— Start Task input —

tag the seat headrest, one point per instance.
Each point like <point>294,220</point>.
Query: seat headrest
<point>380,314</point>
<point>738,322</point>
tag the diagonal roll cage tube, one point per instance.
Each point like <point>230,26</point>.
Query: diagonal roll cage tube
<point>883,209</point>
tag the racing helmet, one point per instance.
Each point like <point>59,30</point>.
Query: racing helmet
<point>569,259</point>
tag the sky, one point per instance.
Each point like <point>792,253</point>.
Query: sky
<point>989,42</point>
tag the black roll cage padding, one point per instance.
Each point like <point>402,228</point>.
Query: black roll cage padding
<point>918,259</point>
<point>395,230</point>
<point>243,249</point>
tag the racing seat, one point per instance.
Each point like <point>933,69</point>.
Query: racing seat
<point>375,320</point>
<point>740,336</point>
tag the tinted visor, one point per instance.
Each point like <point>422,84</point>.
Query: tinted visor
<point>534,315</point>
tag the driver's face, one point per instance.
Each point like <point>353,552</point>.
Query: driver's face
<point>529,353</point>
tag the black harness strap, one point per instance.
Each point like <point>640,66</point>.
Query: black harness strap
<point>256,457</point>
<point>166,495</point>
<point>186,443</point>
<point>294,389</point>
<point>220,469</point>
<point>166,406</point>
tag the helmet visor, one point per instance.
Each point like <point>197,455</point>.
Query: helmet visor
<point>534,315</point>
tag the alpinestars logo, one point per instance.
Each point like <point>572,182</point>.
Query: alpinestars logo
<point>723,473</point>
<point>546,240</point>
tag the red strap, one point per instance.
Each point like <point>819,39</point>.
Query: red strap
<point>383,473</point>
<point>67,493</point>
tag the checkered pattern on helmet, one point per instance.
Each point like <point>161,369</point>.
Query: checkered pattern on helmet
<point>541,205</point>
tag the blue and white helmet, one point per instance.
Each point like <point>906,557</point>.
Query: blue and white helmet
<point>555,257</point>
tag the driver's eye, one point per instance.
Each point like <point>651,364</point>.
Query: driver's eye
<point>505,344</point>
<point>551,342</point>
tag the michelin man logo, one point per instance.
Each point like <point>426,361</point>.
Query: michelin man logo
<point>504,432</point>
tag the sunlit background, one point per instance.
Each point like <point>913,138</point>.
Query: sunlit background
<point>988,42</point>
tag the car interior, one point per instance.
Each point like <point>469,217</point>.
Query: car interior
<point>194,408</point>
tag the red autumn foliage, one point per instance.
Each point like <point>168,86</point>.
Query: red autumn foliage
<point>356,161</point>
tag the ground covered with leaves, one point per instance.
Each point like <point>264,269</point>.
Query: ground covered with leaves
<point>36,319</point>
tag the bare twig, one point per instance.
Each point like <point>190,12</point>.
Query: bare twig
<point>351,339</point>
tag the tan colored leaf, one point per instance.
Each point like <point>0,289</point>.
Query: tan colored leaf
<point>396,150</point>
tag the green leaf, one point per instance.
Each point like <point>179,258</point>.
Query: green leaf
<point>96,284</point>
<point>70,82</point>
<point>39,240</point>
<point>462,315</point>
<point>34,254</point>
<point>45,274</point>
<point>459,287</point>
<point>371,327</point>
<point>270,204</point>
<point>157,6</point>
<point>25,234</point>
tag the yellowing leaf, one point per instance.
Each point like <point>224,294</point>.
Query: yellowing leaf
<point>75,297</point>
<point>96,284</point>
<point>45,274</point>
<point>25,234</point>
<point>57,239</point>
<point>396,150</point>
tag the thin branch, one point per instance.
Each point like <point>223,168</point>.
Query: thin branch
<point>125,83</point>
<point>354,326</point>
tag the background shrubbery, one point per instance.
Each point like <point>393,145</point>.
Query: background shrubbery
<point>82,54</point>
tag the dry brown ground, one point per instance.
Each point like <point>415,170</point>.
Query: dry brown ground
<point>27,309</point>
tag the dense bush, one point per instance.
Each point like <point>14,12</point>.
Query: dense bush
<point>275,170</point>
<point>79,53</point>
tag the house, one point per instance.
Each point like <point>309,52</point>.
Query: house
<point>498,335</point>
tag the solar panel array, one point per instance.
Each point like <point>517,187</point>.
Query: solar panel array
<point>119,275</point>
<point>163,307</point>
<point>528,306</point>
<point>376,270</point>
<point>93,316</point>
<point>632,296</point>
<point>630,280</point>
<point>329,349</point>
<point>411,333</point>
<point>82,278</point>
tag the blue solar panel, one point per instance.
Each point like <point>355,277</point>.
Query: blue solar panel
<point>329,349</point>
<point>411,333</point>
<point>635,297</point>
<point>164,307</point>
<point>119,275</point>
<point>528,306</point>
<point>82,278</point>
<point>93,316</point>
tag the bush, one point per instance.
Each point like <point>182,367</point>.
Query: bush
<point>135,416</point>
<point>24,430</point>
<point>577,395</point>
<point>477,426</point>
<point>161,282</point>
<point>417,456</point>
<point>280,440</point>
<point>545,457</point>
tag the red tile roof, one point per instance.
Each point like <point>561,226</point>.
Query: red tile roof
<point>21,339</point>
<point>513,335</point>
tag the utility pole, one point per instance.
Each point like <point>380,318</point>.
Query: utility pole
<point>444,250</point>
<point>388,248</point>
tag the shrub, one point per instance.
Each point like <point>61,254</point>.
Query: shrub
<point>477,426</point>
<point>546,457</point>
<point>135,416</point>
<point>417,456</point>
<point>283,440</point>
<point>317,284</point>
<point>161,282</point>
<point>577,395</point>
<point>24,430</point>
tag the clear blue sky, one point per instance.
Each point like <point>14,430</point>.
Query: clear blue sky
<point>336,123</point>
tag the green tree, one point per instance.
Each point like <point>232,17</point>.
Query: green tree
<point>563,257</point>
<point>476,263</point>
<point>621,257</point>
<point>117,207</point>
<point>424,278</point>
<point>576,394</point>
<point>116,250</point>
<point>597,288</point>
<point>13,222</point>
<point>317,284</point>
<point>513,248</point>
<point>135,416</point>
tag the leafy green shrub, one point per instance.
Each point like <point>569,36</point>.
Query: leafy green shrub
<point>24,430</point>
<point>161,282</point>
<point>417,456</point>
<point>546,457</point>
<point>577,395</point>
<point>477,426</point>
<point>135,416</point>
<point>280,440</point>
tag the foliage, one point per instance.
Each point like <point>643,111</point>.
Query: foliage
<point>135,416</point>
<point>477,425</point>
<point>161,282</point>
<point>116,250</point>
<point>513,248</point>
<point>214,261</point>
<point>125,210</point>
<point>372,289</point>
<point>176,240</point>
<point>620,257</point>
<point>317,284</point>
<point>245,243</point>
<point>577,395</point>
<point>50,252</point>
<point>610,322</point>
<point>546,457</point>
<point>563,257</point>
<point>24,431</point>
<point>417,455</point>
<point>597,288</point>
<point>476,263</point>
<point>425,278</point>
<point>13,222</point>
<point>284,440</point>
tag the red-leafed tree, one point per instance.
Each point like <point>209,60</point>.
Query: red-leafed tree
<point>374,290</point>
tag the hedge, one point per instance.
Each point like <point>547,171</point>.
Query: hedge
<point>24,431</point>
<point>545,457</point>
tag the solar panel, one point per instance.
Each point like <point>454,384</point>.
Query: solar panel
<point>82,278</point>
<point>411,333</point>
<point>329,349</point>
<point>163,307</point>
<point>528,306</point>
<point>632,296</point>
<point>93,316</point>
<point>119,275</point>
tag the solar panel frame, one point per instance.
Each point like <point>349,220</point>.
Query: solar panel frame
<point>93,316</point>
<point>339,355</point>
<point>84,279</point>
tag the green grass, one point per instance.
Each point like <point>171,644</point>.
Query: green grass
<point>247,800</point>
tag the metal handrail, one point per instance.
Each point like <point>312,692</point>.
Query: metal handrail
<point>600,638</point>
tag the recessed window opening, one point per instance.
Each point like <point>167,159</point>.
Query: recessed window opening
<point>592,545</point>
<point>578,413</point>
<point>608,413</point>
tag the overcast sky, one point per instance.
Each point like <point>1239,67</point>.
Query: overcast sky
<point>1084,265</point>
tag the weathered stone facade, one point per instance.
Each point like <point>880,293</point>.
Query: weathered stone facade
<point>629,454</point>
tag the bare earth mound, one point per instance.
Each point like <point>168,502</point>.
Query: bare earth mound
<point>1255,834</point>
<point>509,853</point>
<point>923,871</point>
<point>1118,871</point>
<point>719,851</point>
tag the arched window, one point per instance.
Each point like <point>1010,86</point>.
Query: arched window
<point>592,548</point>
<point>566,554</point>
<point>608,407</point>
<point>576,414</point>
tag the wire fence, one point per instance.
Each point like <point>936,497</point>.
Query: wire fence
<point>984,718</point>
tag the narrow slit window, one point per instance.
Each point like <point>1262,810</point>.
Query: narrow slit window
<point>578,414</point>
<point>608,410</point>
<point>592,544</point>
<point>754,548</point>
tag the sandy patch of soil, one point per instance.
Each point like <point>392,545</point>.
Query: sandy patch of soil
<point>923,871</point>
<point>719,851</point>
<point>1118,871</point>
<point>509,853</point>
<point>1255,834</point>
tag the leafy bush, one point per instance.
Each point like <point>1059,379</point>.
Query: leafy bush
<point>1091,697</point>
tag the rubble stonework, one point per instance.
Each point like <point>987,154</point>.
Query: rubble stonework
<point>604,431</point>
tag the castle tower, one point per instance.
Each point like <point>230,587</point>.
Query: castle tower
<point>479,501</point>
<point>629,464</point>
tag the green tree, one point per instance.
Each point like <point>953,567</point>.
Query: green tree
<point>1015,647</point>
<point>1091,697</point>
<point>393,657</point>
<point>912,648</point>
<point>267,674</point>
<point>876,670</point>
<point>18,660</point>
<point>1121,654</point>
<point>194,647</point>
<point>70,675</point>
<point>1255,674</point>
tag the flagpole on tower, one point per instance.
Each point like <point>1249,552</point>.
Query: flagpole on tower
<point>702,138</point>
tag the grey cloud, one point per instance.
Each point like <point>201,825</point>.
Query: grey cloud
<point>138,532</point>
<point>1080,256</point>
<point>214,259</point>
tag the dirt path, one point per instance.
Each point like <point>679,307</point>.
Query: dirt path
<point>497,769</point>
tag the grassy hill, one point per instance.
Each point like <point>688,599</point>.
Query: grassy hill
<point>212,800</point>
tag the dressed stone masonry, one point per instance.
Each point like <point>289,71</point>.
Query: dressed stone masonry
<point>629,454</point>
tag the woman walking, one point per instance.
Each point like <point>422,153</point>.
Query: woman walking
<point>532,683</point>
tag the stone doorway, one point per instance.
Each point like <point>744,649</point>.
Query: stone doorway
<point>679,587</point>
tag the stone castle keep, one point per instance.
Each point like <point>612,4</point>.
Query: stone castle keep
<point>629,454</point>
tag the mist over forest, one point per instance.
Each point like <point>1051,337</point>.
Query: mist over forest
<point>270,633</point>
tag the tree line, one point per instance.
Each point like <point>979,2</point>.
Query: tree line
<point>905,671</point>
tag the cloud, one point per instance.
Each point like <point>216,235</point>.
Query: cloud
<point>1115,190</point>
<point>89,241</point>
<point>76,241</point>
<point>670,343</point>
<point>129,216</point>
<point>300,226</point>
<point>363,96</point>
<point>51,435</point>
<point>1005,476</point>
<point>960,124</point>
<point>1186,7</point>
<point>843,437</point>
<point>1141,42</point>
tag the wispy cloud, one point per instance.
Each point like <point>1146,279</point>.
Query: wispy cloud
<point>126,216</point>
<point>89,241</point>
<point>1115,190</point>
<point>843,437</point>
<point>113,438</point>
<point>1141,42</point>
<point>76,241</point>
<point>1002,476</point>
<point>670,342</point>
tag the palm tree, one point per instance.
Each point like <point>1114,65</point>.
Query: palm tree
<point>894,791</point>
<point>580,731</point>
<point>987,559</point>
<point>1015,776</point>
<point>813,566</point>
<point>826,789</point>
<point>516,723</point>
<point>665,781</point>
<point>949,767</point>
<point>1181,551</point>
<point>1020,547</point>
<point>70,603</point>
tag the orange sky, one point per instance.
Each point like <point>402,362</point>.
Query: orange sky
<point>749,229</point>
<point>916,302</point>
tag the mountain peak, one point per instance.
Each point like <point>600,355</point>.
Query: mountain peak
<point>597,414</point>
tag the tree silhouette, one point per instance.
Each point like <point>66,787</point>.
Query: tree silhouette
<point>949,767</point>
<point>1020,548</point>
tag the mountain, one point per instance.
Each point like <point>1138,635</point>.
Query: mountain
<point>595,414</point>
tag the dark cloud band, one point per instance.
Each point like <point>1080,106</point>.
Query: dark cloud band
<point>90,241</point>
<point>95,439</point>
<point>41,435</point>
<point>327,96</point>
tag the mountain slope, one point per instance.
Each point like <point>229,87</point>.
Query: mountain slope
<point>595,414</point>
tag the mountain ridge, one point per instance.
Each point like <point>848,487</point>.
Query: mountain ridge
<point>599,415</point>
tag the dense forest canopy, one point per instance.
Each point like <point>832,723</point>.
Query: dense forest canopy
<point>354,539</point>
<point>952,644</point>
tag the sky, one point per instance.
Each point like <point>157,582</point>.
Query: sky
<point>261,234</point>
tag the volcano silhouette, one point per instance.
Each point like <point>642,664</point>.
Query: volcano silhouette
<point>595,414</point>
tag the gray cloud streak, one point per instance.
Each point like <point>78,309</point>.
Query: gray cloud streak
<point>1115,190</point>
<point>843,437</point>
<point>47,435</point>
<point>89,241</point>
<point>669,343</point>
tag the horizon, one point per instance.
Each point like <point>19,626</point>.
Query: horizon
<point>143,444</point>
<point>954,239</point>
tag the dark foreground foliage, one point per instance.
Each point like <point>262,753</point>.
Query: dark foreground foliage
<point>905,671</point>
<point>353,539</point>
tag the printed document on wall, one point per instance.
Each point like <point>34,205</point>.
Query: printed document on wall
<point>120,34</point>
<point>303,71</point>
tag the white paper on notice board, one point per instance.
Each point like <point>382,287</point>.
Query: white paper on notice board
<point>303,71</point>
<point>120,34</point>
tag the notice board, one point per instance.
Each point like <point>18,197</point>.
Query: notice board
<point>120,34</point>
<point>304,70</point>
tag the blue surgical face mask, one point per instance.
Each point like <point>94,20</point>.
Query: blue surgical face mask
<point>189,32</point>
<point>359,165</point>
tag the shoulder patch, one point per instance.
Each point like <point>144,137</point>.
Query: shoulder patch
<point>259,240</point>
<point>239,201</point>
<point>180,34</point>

— End Task input —

- Exercise: Render the rows from the line containing "tag the printed" through the end of the rows as a JSON list of strings, one string per line, leaving out any blank lines.

- Full solution:
[
  "tag the printed document on wall, one point per instance.",
  "Each point like <point>34,205</point>.",
  "Query: printed document on wall",
  "<point>120,34</point>",
  "<point>303,71</point>",
  "tag the white paper on notice board, one point per instance.",
  "Each point like <point>382,287</point>.",
  "Query: white paper on notice board",
  "<point>303,71</point>",
  "<point>120,34</point>",
  "tag the notice board, one point per instance.",
  "Each point like <point>18,197</point>.",
  "Query: notice board",
  "<point>120,34</point>",
  "<point>304,70</point>",
  "tag the blue surgical face mask, one point per instance.",
  "Each point like <point>94,20</point>.",
  "Query: blue surgical face mask",
  "<point>189,32</point>",
  "<point>359,165</point>",
  "tag the shoulder patch, one point per instance.",
  "Each point like <point>144,137</point>.",
  "Query: shoulder patch",
  "<point>259,240</point>",
  "<point>239,201</point>",
  "<point>180,34</point>"
]